--- TASK BRIEF ---
Please identify each line of the listing below that contains the word "porch", and copy those lines in full.

--- TASK INPUTS ---
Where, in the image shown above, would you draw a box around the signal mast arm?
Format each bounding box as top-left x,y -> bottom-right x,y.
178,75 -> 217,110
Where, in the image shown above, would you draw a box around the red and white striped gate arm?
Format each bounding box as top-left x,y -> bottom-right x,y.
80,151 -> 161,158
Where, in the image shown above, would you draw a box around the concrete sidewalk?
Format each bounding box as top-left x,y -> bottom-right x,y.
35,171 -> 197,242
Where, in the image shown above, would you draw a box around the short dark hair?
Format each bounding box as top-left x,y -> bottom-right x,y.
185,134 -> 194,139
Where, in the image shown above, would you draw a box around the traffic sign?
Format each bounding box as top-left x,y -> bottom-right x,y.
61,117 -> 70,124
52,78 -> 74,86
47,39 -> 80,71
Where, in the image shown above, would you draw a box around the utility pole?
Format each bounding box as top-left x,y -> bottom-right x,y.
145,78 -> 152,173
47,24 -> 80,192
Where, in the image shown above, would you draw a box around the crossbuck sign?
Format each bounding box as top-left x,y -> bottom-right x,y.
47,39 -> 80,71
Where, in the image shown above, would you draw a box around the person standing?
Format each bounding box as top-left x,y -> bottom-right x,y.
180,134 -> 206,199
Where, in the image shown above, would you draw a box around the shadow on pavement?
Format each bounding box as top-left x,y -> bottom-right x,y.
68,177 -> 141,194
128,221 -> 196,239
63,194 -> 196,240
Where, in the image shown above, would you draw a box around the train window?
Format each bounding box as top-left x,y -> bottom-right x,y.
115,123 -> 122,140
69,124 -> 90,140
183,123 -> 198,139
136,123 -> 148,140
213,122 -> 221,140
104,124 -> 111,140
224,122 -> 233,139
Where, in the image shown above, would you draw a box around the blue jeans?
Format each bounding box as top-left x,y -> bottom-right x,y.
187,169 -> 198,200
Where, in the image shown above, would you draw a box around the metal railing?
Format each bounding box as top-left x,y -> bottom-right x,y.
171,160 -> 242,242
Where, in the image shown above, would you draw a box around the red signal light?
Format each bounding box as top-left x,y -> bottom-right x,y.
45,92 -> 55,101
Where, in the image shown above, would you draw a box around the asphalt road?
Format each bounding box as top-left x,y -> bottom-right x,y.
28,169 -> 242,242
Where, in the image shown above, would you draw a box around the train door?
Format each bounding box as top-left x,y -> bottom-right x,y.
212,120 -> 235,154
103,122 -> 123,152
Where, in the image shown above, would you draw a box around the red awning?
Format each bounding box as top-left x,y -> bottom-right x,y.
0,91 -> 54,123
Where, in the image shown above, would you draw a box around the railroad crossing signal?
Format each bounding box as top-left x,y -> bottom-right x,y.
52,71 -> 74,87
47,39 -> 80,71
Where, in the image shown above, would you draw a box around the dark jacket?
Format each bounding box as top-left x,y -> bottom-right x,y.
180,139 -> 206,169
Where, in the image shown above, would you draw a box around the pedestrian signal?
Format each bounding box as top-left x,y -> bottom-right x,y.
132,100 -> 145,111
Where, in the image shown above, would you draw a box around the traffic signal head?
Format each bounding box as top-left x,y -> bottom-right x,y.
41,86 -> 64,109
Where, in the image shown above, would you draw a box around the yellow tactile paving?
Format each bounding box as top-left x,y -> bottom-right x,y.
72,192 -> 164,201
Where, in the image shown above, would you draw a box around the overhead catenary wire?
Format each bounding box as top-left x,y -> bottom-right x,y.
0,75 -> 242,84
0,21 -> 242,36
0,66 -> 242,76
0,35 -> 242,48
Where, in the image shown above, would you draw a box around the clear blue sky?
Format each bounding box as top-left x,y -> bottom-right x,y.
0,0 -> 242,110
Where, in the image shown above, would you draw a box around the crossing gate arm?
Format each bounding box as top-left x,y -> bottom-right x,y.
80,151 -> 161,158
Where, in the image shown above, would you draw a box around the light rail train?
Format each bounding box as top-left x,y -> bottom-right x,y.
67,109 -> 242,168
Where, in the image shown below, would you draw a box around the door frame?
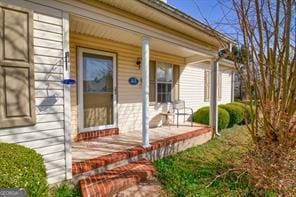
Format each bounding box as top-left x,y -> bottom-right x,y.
77,47 -> 118,132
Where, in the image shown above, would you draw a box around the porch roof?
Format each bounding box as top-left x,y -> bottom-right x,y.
80,0 -> 236,49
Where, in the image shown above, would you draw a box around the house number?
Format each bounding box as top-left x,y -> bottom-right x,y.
128,77 -> 139,85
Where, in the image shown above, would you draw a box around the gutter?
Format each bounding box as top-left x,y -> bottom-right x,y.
138,0 -> 237,44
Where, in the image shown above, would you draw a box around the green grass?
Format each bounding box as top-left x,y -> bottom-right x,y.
48,182 -> 81,197
154,126 -> 252,196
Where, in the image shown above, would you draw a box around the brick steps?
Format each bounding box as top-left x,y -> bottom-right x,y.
79,159 -> 155,197
72,127 -> 211,180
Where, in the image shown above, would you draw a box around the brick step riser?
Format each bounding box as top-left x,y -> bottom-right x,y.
79,159 -> 156,197
72,154 -> 145,184
73,129 -> 211,183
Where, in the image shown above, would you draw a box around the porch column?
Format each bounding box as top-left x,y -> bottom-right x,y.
231,71 -> 235,102
142,37 -> 150,147
210,60 -> 220,135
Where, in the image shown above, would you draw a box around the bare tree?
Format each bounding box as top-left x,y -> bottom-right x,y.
231,0 -> 296,195
233,0 -> 296,147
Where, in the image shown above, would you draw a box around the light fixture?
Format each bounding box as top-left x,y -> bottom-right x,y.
136,57 -> 141,70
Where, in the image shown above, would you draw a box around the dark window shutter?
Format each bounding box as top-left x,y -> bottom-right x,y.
204,70 -> 211,102
172,65 -> 180,101
0,4 -> 36,128
149,61 -> 156,102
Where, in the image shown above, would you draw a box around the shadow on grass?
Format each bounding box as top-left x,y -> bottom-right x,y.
154,126 -> 253,196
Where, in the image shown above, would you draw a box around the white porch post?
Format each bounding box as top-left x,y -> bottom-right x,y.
210,60 -> 220,135
231,72 -> 235,102
63,12 -> 72,179
142,37 -> 150,147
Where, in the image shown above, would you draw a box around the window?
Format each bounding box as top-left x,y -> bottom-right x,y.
0,3 -> 35,128
156,62 -> 173,103
149,61 -> 180,103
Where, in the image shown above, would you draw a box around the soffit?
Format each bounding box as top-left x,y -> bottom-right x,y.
80,0 -> 228,49
70,15 -> 197,58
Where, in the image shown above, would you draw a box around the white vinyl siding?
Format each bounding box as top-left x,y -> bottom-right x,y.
180,63 -> 235,118
70,33 -> 184,135
0,0 -> 66,183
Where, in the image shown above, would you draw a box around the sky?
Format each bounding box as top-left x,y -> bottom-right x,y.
167,0 -> 237,39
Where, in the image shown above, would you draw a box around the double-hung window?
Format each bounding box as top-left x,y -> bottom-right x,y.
156,62 -> 173,103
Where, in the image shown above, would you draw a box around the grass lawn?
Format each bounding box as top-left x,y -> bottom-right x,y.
154,126 -> 252,196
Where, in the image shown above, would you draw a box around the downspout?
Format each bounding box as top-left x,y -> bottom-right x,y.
210,44 -> 232,136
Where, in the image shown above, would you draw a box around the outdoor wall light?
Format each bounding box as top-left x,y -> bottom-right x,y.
136,57 -> 141,70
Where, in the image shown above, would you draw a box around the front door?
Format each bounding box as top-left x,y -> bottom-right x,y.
78,48 -> 117,132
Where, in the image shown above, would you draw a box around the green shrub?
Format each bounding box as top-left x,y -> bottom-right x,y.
192,107 -> 230,130
0,143 -> 48,196
219,103 -> 244,128
231,102 -> 254,123
54,183 -> 81,197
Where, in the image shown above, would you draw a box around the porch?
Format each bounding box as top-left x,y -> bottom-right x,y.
72,122 -> 212,181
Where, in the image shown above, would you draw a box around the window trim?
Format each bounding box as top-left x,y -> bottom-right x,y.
155,61 -> 174,104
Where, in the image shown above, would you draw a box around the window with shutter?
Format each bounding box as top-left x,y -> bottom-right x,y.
0,4 -> 35,128
204,70 -> 211,102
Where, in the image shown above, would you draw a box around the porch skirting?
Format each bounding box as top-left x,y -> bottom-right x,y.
74,128 -> 119,142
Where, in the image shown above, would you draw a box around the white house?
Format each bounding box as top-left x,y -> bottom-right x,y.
0,0 -> 235,194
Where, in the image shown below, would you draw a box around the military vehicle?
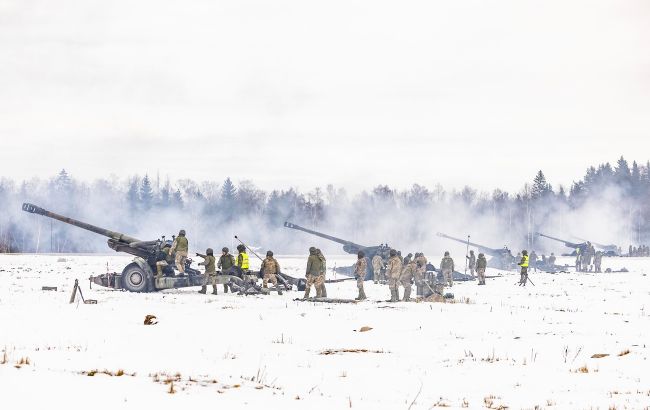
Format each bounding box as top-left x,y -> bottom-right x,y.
536,232 -> 589,256
438,232 -> 518,270
284,222 -> 390,280
22,203 -> 299,294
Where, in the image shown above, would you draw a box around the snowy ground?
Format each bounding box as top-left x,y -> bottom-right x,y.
0,255 -> 650,409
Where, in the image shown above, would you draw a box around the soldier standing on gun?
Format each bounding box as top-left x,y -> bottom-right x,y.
476,253 -> 487,285
517,250 -> 528,286
156,242 -> 173,279
400,260 -> 417,302
260,251 -> 282,295
354,251 -> 368,300
171,229 -> 189,276
303,246 -> 322,299
530,251 -> 537,272
465,250 -> 476,279
440,251 -> 454,287
196,248 -> 217,295
372,252 -> 384,283
316,248 -> 327,298
217,247 -> 235,293
386,249 -> 402,302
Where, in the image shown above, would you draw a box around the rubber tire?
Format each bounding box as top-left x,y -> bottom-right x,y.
122,263 -> 147,292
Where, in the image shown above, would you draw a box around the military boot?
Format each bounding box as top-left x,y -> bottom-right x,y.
403,288 -> 411,302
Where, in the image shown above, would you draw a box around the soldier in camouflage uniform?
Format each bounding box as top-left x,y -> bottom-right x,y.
156,242 -> 174,279
217,247 -> 235,293
354,251 -> 368,300
386,249 -> 402,302
594,251 -> 603,273
476,253 -> 487,285
303,246 -> 323,299
196,248 -> 217,295
465,250 -> 476,278
372,252 -> 384,283
399,260 -> 417,302
414,252 -> 429,296
260,251 -> 282,295
171,229 -> 189,276
440,251 -> 454,287
316,248 -> 327,298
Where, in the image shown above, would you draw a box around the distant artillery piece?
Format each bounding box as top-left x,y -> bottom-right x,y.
22,203 -> 299,293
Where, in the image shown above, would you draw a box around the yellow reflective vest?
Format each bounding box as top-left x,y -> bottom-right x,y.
237,252 -> 248,270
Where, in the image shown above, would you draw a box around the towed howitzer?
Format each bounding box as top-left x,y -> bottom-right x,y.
284,222 -> 390,280
438,232 -> 515,270
22,203 -> 205,292
536,232 -> 589,256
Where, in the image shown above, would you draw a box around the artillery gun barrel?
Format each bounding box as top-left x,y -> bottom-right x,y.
537,232 -> 585,249
284,222 -> 368,253
438,232 -> 504,256
23,203 -> 143,245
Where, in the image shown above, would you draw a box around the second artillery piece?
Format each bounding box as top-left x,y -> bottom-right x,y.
284,222 -> 390,280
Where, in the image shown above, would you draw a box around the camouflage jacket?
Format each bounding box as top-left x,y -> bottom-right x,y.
386,256 -> 402,279
217,253 -> 235,270
199,255 -> 217,273
305,254 -> 323,276
354,258 -> 368,278
440,256 -> 454,271
172,236 -> 189,252
262,256 -> 280,275
372,255 -> 384,270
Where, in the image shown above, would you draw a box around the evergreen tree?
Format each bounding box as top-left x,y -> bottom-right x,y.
140,175 -> 153,210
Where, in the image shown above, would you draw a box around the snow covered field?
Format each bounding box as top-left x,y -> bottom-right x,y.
0,255 -> 650,409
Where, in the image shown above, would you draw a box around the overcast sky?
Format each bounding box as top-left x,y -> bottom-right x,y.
0,0 -> 650,191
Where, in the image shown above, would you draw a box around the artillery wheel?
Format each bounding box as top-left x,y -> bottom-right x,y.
122,263 -> 147,292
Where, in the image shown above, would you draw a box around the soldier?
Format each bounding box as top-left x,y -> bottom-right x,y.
260,251 -> 282,295
354,251 -> 368,300
517,250 -> 528,286
217,247 -> 235,293
372,252 -> 384,283
386,249 -> 402,302
476,253 -> 487,285
576,248 -> 582,272
465,250 -> 476,278
530,251 -> 537,273
415,252 -> 428,296
171,229 -> 189,276
594,251 -> 603,273
303,246 -> 322,299
316,249 -> 327,298
156,242 -> 173,279
440,251 -> 454,287
400,260 -> 417,302
196,248 -> 217,295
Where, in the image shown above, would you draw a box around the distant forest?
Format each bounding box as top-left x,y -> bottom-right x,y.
0,157 -> 650,253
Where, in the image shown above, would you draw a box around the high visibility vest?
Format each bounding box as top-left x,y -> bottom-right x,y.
237,252 -> 248,269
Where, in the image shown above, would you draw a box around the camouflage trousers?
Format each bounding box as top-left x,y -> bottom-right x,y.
476,268 -> 485,285
262,273 -> 278,288
442,269 -> 454,287
388,276 -> 400,290
156,261 -> 169,278
175,251 -> 187,273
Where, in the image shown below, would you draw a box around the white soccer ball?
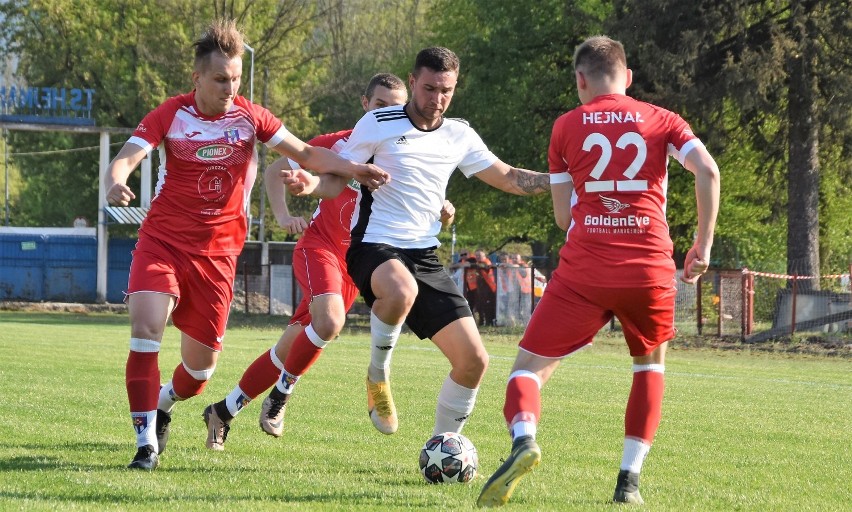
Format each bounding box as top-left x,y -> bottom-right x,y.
420,432 -> 479,484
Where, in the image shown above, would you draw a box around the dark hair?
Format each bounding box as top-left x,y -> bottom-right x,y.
414,46 -> 459,75
574,36 -> 627,78
192,18 -> 245,68
364,73 -> 405,100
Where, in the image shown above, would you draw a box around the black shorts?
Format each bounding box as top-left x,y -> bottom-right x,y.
346,242 -> 473,339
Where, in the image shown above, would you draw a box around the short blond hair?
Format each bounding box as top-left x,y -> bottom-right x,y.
574,36 -> 627,79
192,18 -> 245,68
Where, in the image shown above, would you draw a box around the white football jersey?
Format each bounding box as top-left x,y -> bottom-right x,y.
340,105 -> 497,249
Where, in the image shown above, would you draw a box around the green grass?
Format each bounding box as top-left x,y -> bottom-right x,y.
0,312 -> 852,511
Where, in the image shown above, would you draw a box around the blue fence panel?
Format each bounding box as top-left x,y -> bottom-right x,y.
44,235 -> 98,302
0,234 -> 46,301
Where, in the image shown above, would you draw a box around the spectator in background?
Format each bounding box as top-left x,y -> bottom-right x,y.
474,247 -> 497,325
495,253 -> 518,327
514,254 -> 533,325
450,249 -> 477,320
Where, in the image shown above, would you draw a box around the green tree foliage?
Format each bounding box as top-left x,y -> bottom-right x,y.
611,0 -> 852,274
433,0 -> 608,264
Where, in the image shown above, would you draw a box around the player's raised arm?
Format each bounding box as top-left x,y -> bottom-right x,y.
474,160 -> 550,196
441,199 -> 456,228
104,142 -> 145,206
263,158 -> 308,234
281,169 -> 347,199
681,145 -> 720,283
273,133 -> 390,189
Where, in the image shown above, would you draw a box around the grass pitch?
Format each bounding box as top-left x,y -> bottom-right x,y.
0,312 -> 852,512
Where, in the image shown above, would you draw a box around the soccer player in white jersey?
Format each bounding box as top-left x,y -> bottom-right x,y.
196,73 -> 453,450
322,47 -> 549,440
104,20 -> 387,471
477,36 -> 719,507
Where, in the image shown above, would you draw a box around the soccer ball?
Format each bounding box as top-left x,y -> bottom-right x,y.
420,432 -> 479,484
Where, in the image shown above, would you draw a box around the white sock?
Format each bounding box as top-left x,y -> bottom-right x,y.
367,311 -> 402,382
157,381 -> 183,413
225,386 -> 251,417
619,437 -> 651,473
130,411 -> 160,450
432,376 -> 479,435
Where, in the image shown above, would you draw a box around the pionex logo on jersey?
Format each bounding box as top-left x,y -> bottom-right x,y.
583,196 -> 651,227
225,128 -> 240,144
195,144 -> 234,160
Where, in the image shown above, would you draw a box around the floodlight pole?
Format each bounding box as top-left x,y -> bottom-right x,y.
3,128 -> 9,227
243,43 -> 254,240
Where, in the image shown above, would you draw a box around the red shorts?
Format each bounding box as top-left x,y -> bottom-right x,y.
290,247 -> 358,325
126,235 -> 237,351
520,277 -> 677,358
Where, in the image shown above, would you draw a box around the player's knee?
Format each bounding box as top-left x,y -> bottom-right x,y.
130,322 -> 163,342
311,315 -> 346,342
451,352 -> 488,378
172,363 -> 216,399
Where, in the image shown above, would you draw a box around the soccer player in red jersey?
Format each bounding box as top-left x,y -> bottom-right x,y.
477,36 -> 719,506
105,20 -> 387,470
201,73 -> 452,450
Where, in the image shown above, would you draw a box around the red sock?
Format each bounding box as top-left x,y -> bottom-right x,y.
172,363 -> 207,400
240,348 -> 281,399
124,350 -> 160,412
624,371 -> 666,444
503,374 -> 541,428
286,326 -> 322,377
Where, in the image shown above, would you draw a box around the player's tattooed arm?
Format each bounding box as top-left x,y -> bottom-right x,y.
474,160 -> 550,196
511,167 -> 550,195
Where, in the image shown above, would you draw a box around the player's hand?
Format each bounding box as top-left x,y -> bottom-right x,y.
106,183 -> 136,206
352,164 -> 390,192
279,169 -> 319,196
680,246 -> 710,283
441,199 -> 456,227
277,215 -> 308,235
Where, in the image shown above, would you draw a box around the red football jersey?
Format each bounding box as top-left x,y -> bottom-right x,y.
296,130 -> 360,265
548,94 -> 701,287
129,91 -> 288,256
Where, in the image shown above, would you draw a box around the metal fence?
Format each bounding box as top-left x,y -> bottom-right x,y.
232,263 -> 852,342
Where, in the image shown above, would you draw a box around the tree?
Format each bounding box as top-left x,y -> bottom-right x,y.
433,0 -> 607,263
612,0 -> 852,284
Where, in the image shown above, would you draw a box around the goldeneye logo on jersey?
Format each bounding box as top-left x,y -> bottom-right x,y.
225,128 -> 240,144
195,144 -> 234,160
598,196 -> 630,214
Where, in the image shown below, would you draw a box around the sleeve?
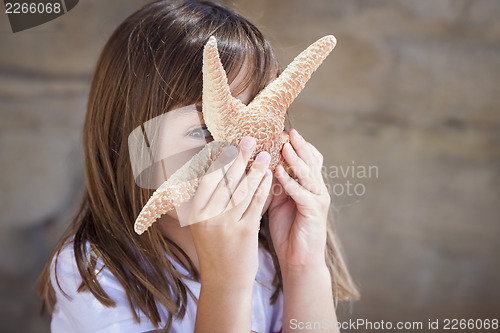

--- ANSWER TO THE PROBLEM ---
Where, in the image shown above, would you draw a box around the porch roof?
Where, in the image shown above, would you draw a box around the porch column?
Where, in the image shown above, would you draw a box around the white porch post?
Where, in the image shown above, would you draw a box around the porch?
Where, in the image shown above, would you draw a box around the porch skirting?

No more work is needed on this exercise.